+++ MATERIAL SHOWN +++

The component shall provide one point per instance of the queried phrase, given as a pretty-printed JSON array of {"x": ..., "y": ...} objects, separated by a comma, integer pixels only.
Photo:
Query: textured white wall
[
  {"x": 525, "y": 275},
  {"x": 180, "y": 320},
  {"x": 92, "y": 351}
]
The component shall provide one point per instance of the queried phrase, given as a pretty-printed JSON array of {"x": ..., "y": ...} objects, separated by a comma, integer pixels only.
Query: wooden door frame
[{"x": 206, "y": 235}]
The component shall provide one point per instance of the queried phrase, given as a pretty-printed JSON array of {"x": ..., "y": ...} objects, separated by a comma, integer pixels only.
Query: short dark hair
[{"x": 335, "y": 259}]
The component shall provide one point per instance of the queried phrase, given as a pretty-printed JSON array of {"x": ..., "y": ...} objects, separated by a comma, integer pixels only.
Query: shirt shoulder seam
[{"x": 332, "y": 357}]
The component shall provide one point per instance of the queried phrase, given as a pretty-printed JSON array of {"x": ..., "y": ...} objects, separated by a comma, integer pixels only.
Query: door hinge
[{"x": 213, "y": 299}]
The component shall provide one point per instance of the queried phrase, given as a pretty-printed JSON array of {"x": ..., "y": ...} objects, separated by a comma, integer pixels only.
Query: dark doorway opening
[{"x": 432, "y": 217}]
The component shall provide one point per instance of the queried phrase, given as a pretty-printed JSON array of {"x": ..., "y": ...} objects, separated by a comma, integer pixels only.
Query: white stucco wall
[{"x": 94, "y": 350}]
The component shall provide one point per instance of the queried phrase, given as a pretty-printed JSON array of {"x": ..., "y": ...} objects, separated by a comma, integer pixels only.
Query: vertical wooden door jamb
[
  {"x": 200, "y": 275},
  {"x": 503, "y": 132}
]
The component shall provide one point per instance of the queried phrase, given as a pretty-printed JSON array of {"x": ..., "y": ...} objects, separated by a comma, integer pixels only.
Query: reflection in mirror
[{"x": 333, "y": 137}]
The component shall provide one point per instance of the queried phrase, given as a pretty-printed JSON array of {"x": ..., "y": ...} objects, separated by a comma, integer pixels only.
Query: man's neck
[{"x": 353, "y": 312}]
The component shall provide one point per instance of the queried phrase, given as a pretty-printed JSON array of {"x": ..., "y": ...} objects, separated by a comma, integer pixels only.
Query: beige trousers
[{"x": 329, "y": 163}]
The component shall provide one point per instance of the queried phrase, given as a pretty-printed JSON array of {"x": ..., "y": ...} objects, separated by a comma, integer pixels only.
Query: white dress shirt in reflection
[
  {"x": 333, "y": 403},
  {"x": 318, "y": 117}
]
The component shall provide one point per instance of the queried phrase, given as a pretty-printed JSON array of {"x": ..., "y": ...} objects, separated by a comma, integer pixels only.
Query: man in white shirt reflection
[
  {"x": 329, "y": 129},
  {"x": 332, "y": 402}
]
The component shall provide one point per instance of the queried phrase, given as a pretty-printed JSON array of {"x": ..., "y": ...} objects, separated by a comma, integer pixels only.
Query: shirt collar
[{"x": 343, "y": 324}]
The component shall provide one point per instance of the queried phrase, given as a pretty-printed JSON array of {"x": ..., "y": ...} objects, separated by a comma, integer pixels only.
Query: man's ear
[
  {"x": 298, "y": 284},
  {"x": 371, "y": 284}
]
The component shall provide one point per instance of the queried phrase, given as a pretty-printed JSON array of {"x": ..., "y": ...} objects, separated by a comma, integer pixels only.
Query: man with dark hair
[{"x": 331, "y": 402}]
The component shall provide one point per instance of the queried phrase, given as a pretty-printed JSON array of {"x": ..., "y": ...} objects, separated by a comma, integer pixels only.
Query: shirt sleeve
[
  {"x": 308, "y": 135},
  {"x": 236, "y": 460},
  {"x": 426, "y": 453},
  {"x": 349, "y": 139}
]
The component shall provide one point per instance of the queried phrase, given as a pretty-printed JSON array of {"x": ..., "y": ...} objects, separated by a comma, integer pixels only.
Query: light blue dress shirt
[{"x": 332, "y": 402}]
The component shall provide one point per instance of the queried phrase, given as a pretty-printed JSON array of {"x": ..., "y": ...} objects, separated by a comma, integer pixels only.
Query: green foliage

+++

(PROMPT) Locate every line in the data above that contains the word "dark", and copy each of those lines.

(COMPLETE RESPONSE)
Query: short dark hair
Query: dark doorway opening
Query: man with dark hair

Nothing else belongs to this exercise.